*Page excerpt*

• • •

Following rising customer expectations

The Sagacity team suggest that that we have seen time and again that once a standard is set, customer expectations rise and everyone must follow. So, it stands to reason that voice and conversational style interactions will start to become commonplace in apps, with search and voice merging into one.

“Take Alexa as an example. If I need to get more batteries, I can just say ‘Alex order batteries’ today. I don’t specify what brand, which is why we have recently seen Amazon creating its own range of batteries which it will default to. Voice assistants use machine learning to identify what ‘brandless’ products – i.e. products where people just search for the item – are popular and can then ensure they are selling products through their own supply chains and add a load of markup,” added Akayour.

AWS: the view from the (mobile) cloud

For the telco industry, AWS views generative AI and machine learning playing a pivotal role in increasing operational efficiencies and business performance, enhancing the customer experience and driving innovative new offerings. Sameer Vuyyuru, director, business development for telecom industry at AWS says that like other industries, generative AI can help telcos enhance efficiencies in many functions: for example, populating RFPs, deploying chatbots to aid in sales and personalising marketing to individuals at scale. 

In fact, the AWS telco team expect to see huge growth in this area. They project that by 2026, 95% of telcos will deploy data, analytics and AI initiatives to enhance their customer experience and improve their product planning, up from 50% in 2022, according to magical analyst house Gartner. 

However, there are a few industry-specific applications AWS believes to be truly transformative. 

“Already, many telcos leverage AI to augment human interactions and improve the consistency of experience and resolution speed. Generative AI can take these activities one step further, with interactive voice response – an evolution of early chatbots deployments to help customers resolve issues or get answers to questions. In addition, generative AI can help analyse real-time call discussion to provide prompts and resources to agents to help resolve customer inquiries. Customer service agents will play a key role in the process, but we do believe generative AI can reinvent and improve every customer experience and application,” said Vuyyuru.

Continuing his strategic thread here, the AWS telco director suggests that generative AI can also play a key role in all the aspects of the network lifecycle. 

Mobile AI @ infrastructure level

“During installation of network elements, engineers rely on manuals and documented processes. Generative AI can ingest this data and provide interactive guidance and prompts to speed up and simplify installation tasks. Foundation models can also be trained on network topology and configuration data to suggest the configuration of network elements. When there is a network failure, generative AI-based applications can recommend troubleshooting actions and procedures to networking operating engineers,” notes Vuyyuru.

Lastly from AWS, the team say that generative AI can help telcos more easily identify areas where they are losing revenue or incurring revenue leakage. Deployed across business processes, generative AI can examine profits, revenues, various consumer plans, expenses and customer charges to provide recommendations on how to evolve offerings to optimise profits.

It’s immediately clear that if we ask: how does mobile AI work? Then the answer depends upon whether we’re asking the question from an infrastructure perspective, from a networking and integration perspective, from an application functionality angle or indeed from a user experience viewpoint. In most cases, we should be asking about all these factors if we want a truly robust and rounded answer. If we want to know which innovations are going to be impacting mobile AI by the end of the decade, then we won’t have to wait long either – just hold on please caller.

• • •

*Brief 1*
List every perspective from which, according to the article on mobile AI, the question "how does mobile AI work?" can be asked.
*Brief 2*
Using the article on mobile AI, decide whether each statement agrees with it. Answer yes or no, and quote the words that decide it.
(a) By 2026, 95% of telcos are projected to deploy data, analytics and AI initiatives.
(b) Vuyyuru says customer service agents will no longer be needed once generative AI is in place.
(c) Amazon has created its own range of batteries.
*Brief 3*
According to the article on mobile AI, why has Amazon started making its own batteries?
The data that follows comes from a different source than the article on mobile AI.

*Data for analysis*
• • •

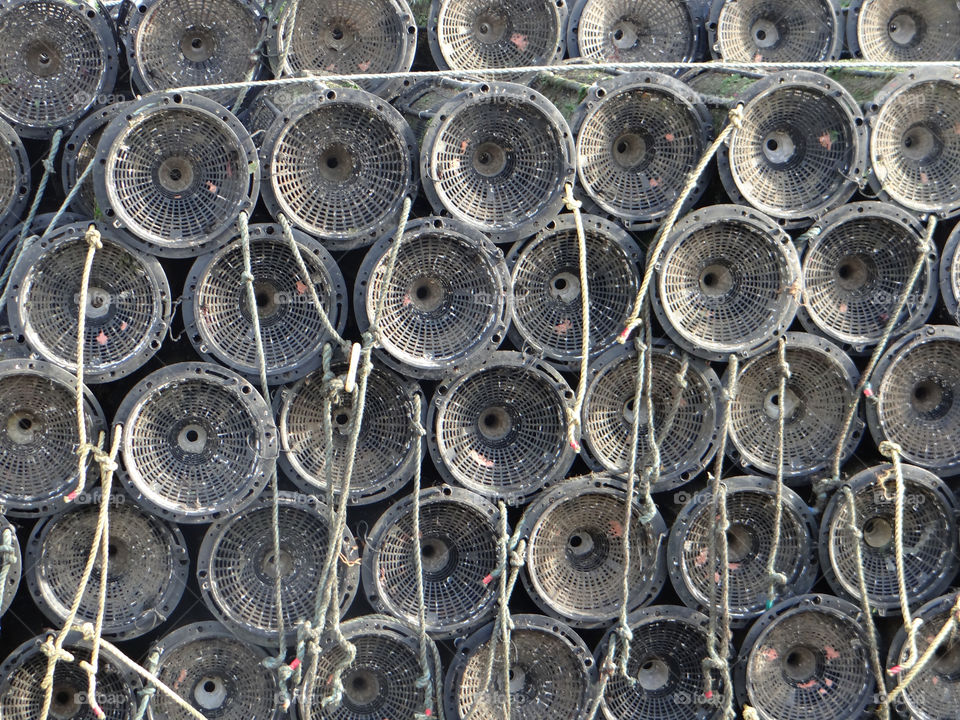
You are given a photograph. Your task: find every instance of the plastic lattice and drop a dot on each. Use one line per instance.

• • •

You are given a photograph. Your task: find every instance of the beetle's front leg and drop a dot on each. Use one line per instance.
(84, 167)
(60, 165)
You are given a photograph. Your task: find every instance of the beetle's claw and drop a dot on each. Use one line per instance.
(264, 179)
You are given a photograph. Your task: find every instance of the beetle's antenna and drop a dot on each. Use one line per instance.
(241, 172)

• • •

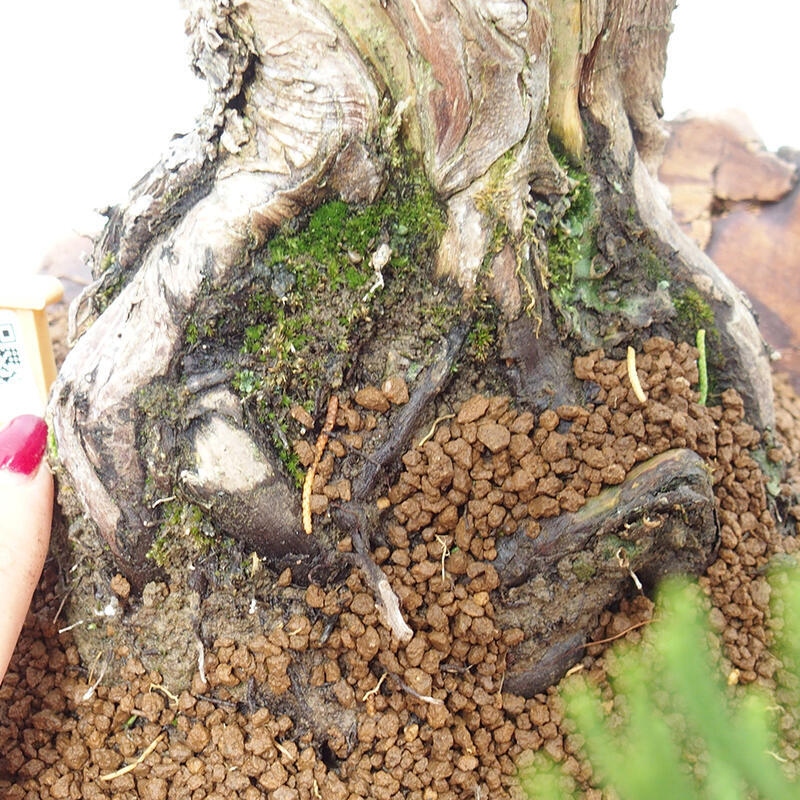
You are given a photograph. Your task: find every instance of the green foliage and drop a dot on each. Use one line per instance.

• • •

*Exercise result 1*
- Infrastructure
- Networking and integration
- Application functionality
- User experience

*Exercise result 2*
(a) Yes: "They project that by 2026, 95% of telcos will deploy data, analytics and AI initiatives to enhance their customer experience and improve their product planning"
(b) No: "Customer service agents will play a key role in the process"
(c) Yes: "we have recently seen Amazon creating its own range of batteries which it will default to"

*Exercise result 3*
When people order batteries by voice through Alexa, they don't name a brand, so Amazon can fall back on its own range. Voice assistants use machine learning to spot popular "brandless" products. Amazon can then sell those products through its own supply chains and add a load of markup.